Obiettivo =>
Indica che cosa imporrebbe il principio di precauzione secondo il testo sulle centrali eoliche riportato qui sotto.

───── Estratto

E’ dimostrato, infatti, che le centrali eoliche possono produrre un generale degrado ambientale sul territorio interessato e in quello limitrofo, generato da una serie di fattori diretti e indiretti, spesso difficilmente valutabili in sede di progettazione. Tra i principali ricordiamo l’impatto paesaggistico (aerogeneratori visibili a grandi distanze, strade camionabili, elettrodotti e strutture connesse alle linee elettriche esistenti) quindi quello idrogeologico (estrazione degli inerti, sbancamenti, strade transitabili agli autocarri, basamenti in cemento, erosione del suolo, degrado della vegetazione, inquinamento del sottosuolo). Importante e da valutare l’impatto sull’avifauna stanziale e migratoria (mortalità diretta, sottrazione di habitat, disturbo dovuto al movimento delle pale e alla maggiore frequentazione dei siti, possibili modifiche delle rotte migratorie); rischi ambientali indotti dalla proliferazione di strade (discariche abusive, bracconaggio, incendi, ecc.). Il principio di “precauzione” imporrebbe inoltre uno stop alle istallazioni almeno fin quanto non siano disponibili dati attendibili su inquinamento elettromagnetico e acustico.
In considerazione di quanto esposto riteniamo che sul nostro territorio (come paradigma dell’intera superficie nazionale) , tra le varie produzioni possibili di energie alternative, quella eolica è quella che crea il maggior impatto ambientale, a fronte di una trascurabile riduzione di “gas serra”.
Le nostre aree pre-appenniniche risultano troppo delicate per ospitare centrali eoliche sui propri rilievi.

──────────
───── Righe estratte

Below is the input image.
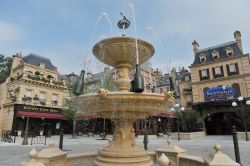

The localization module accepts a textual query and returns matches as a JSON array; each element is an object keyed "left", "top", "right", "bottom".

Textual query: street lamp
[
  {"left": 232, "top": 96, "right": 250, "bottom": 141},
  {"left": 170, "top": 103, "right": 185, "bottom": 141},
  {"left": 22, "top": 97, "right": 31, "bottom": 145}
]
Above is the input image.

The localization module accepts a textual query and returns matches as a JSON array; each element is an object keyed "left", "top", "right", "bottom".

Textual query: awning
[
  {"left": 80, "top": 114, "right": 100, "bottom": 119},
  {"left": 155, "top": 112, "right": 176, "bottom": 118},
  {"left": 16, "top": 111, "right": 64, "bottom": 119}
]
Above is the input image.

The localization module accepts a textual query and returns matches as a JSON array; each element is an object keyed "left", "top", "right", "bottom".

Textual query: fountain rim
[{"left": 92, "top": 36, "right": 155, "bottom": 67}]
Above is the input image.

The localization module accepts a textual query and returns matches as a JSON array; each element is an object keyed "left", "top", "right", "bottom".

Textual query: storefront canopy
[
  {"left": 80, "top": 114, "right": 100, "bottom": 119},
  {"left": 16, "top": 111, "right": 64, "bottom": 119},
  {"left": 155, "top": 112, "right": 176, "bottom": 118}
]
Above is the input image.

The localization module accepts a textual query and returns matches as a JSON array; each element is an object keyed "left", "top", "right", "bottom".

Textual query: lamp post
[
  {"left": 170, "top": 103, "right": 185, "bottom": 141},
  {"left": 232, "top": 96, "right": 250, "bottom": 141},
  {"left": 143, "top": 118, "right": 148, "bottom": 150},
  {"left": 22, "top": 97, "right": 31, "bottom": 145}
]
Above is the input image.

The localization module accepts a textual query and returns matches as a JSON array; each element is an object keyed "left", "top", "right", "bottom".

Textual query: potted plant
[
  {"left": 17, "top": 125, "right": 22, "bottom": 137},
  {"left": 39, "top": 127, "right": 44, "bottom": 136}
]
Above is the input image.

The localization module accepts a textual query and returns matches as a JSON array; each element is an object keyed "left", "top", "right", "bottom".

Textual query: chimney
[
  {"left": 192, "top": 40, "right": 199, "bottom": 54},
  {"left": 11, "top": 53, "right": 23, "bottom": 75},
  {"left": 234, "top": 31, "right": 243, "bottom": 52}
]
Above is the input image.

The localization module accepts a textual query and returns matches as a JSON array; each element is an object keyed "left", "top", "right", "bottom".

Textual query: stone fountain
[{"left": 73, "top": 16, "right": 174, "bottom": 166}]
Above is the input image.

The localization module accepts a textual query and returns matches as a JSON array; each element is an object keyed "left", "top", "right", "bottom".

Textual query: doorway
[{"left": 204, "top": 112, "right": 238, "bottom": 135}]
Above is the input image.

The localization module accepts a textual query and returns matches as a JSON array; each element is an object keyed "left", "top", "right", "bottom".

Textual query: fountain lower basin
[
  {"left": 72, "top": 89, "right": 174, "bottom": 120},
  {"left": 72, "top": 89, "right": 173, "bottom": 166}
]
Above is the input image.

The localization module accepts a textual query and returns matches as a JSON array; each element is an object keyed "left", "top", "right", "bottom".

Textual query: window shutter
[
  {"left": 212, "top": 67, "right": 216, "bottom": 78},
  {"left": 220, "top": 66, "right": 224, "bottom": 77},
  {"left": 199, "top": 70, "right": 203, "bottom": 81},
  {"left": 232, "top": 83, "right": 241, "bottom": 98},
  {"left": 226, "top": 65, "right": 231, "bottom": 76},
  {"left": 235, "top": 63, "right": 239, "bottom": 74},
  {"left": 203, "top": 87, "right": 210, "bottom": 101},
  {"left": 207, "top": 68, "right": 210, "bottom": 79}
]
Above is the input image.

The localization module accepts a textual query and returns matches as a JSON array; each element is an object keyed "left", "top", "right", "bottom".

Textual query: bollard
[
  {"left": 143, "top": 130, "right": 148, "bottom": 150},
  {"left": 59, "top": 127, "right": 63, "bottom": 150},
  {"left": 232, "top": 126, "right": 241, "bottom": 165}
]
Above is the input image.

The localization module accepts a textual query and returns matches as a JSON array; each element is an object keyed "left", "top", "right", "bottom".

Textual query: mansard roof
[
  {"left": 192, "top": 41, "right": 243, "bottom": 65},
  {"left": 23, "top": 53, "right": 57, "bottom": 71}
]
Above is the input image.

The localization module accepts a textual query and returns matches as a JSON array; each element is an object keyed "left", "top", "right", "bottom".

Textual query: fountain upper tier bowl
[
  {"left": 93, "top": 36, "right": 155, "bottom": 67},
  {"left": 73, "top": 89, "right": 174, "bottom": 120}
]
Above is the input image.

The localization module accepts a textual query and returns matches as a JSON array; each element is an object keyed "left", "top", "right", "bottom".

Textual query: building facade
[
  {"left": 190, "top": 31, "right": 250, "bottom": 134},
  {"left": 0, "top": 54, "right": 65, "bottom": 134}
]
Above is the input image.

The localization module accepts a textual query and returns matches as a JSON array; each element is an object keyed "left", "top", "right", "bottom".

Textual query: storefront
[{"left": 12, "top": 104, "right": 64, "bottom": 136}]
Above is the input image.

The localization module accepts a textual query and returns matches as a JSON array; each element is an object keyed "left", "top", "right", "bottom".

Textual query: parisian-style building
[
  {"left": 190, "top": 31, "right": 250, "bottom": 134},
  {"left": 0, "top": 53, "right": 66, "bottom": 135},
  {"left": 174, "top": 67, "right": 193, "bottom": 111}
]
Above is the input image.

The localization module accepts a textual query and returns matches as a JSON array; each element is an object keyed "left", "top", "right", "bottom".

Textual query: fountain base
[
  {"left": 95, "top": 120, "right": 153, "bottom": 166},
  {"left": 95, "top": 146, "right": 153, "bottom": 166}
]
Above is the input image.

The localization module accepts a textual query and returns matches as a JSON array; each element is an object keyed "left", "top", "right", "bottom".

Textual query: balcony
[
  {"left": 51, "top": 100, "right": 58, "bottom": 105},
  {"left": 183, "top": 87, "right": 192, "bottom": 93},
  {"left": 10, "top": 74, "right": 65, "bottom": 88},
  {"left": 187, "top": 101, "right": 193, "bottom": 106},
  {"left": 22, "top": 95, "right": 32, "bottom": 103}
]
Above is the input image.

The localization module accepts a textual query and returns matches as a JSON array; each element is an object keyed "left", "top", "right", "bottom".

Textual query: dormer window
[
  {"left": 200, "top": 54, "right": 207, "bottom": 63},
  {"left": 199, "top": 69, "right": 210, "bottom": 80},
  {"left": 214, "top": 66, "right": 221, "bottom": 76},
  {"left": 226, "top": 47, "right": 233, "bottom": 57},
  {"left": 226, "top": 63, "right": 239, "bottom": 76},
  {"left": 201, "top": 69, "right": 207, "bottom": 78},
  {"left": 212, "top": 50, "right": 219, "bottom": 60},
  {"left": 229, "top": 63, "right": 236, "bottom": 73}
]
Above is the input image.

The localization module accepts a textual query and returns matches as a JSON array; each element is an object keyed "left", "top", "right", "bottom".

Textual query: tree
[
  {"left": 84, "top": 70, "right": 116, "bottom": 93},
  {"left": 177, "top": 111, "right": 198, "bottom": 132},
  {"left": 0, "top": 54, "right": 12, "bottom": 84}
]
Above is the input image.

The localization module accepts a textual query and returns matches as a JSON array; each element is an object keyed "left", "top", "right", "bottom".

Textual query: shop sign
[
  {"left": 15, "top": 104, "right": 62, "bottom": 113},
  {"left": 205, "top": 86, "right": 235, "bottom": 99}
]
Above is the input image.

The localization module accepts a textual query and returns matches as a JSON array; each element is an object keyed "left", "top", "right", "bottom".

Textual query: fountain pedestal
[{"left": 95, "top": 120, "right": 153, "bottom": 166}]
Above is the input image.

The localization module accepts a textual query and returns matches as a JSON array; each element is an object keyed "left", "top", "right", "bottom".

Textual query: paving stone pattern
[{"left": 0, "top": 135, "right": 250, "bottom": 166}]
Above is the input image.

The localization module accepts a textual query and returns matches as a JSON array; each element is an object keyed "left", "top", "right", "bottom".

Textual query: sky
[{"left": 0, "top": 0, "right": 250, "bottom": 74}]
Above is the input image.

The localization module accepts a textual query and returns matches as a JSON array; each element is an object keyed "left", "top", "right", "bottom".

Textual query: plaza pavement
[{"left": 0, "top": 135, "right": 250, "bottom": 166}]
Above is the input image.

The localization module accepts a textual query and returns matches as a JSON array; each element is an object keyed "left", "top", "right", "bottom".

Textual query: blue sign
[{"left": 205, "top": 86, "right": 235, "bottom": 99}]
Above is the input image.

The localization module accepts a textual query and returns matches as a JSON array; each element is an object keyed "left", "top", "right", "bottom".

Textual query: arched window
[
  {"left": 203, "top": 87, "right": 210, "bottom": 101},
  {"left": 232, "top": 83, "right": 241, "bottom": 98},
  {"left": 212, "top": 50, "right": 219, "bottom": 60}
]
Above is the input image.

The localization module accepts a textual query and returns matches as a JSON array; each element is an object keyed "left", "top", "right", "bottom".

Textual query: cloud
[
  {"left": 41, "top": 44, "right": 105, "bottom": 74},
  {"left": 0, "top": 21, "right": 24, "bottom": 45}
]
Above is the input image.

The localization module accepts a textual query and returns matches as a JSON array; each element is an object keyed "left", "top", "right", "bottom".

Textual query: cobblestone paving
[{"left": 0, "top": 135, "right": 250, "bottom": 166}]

──────────

Risultato =>
Uno stop alle installazioni almeno finché non siano disponibili dati attendibili sull'inquinamento elettromagnetico e acustico.